Reading passage:
○ ○ ○

We count the Cut grades to see which cut has the highest count in diamonds. As we can see in Figure 1, the the 'Fair' cut grade is the most abundant variation compared to others.

In [None]:
plt.figure(figsize = (14,8))
fig = sns.histplot(new_diamond_df['Cut'], discrete=True)
fig.set_xticks(new_diamond_df['Cut'].unique())
fig.set_xticklabels(['Fair','Good','Very Good','Premium','Ideal'])
fig = plt.title('Figure 2: Cut grade distribution for Diamonds', fontsize = 15)
plt.show()

#### Boxplot of Clarity

The boxplot demonstrates the deviation in Clarities in diamonds. From the results, we can get that Clarities of SI1, VS2, and VS1 are most common.

Boxplot legend:
- 1 -> I1 (worst)
- 2 -> SI2
- 3 -> SI1
- 4 -> VS2
- 5 -> VS1
- 6 -> VVS2
- 7 -> VVS1
- 8 -> IF (best)

○ ○ ○

Extracted data:
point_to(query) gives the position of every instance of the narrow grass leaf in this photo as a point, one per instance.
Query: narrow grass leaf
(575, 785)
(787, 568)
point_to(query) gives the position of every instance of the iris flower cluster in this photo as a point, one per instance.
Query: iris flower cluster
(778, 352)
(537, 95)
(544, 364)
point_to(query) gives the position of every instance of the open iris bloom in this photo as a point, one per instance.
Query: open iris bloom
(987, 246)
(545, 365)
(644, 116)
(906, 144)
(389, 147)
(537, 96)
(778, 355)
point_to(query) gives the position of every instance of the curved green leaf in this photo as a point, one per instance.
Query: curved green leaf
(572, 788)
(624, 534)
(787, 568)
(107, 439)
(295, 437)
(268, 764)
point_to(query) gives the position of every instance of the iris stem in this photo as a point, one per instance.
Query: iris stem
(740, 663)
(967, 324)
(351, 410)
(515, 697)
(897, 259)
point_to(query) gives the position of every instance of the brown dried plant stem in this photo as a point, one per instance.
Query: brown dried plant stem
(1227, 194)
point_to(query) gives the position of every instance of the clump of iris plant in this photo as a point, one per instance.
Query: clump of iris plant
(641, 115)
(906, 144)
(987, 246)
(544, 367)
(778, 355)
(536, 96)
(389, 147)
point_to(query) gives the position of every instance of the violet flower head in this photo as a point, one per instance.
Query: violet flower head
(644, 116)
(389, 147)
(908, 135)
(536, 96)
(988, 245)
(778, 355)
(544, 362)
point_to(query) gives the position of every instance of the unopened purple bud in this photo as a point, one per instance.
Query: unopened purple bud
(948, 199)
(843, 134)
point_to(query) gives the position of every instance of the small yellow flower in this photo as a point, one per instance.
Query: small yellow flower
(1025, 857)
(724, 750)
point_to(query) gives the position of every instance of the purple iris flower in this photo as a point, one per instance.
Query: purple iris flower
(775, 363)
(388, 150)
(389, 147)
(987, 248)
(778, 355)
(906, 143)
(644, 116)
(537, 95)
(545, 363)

○ ○ ○

Problems to work on:
A: Translate this sentence from the diamond data passage into Spanish: "The boxplot demonstrates the deviation in Clarities in diamonds."
B: In the entries, rewrite the part that opens with the line containing "of the small" and runs through the end of the entries, swapping "photo" for "image" and changing nothing else.

Worked answers:
A: El diagrama de caja muestra la desviación en las claridades de los diamantes.

B:
point_to(query) gives the position of every instance of the small yellow flower in this image as a point, one per instance.
Query: small yellow flower
(1025, 857)
(724, 750)
point_to(query) gives the position of every instance of the purple iris flower in this image as a point, one per instance.
Query: purple iris flower
(775, 363)
(388, 150)
(389, 147)
(987, 248)
(778, 355)
(906, 143)
(644, 116)
(537, 95)
(545, 363)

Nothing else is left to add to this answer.